Retype the part of the Kafka restart thread from "I would recommend" down to "performing further maintenance.", with every word and mark unchanged.

___ PROVIDED PASSAGE

I would recommend allowing each broker enough time to catch-up before
starting the next, but this may be less of a concern if the entire cluster
is being brought down and then started from scratch.  To automate, we poll
until the Kafka process binds to its configured port (9092), and then once
all brokers are up we also poll until there are no longer any
under-replicated partitions before performing further maintenance.

Carl

On Fri, Jul 21, 2017 at 10:50 AM, Chris Neal <cwn...@gmail.com> wrote:

> Thanks Carl.
>
> Always fun to do this stuff in production... ;)
>
> Appreciate the input.  I'll try a full cycle and see how that works.

______
___ INFORMATION PROVIDED

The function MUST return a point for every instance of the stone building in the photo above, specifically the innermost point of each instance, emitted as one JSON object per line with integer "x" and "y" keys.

______

* **OUTPUT**:
I would recommend allowing each broker enough time to catch-up before
starting the next, but this may be less of a concern if the entire cluster
is being brought down and then started from scratch.  To automate, we poll
until the Kafka process binds to its configured port (9092), and then once
all brokers are up we also poll until there are no longer any
under-replicated partitions before performing further maintenance.